DATASET ENTRIES —
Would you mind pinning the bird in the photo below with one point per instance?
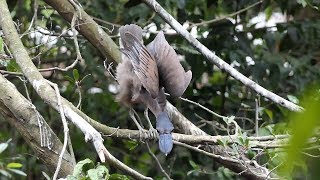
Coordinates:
(144, 74)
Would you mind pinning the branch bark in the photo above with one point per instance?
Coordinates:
(44, 90)
(23, 117)
(180, 122)
(218, 61)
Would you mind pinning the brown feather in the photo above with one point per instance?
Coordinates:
(172, 75)
(144, 65)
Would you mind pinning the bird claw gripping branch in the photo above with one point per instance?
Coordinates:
(145, 73)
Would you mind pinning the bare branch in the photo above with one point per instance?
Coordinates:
(224, 17)
(65, 129)
(44, 90)
(218, 61)
(23, 117)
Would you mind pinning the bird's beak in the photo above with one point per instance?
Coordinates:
(164, 127)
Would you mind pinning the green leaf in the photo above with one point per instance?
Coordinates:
(46, 175)
(93, 174)
(47, 12)
(118, 177)
(194, 165)
(75, 74)
(269, 113)
(268, 12)
(3, 146)
(302, 2)
(14, 165)
(79, 167)
(101, 172)
(5, 173)
(13, 66)
(17, 171)
(303, 125)
(70, 79)
(1, 45)
(293, 99)
(132, 145)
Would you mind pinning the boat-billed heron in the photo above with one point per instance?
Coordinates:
(144, 75)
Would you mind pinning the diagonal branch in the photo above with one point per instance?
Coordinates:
(23, 117)
(218, 61)
(44, 90)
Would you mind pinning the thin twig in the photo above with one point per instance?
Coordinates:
(221, 64)
(65, 128)
(157, 161)
(225, 17)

GIVEN INSTRUCTION — Could you copy out all of the data above word for word, leaving out the picture?

THE SOLUTION —
Would you mind pinning the bird in the photo below with one point per instance?
Coordinates:
(144, 74)
Would you mind pinning the branch bark in the photo above with one point per instance?
Coordinates:
(44, 90)
(23, 117)
(180, 122)
(218, 61)
Would you mind pinning the brown feather in the photo above with one point per instance?
Coordinates:
(172, 75)
(144, 65)
Would you mind pinning the bird claw gripping branch in the photo above with one point per instance?
Coordinates:
(145, 73)
Would you mind pinning the bare branch in the photo above with one point per instance?
Coordinates:
(224, 17)
(65, 129)
(44, 90)
(218, 61)
(23, 117)
Would you mind pinning the bird's beak in the photo above with one point per instance?
Coordinates:
(164, 127)
Would you mind pinning the green leaf in the photo above with one point per instance?
Coordinates:
(46, 175)
(93, 174)
(47, 12)
(118, 177)
(194, 165)
(75, 74)
(269, 113)
(268, 12)
(3, 146)
(302, 2)
(14, 165)
(79, 167)
(101, 172)
(5, 173)
(13, 66)
(17, 171)
(303, 125)
(70, 79)
(1, 45)
(293, 99)
(132, 145)
Would you mind pinning the boat-billed heron in the photo above with one point per instance?
Coordinates:
(144, 75)
Would you mind pinning the diagonal branch in the photo above with one point per instance?
Coordinates:
(23, 117)
(218, 61)
(44, 90)
Would you mind pinning the thin twig in the photo above with one point per instance?
Coordinates:
(221, 64)
(65, 128)
(157, 161)
(225, 17)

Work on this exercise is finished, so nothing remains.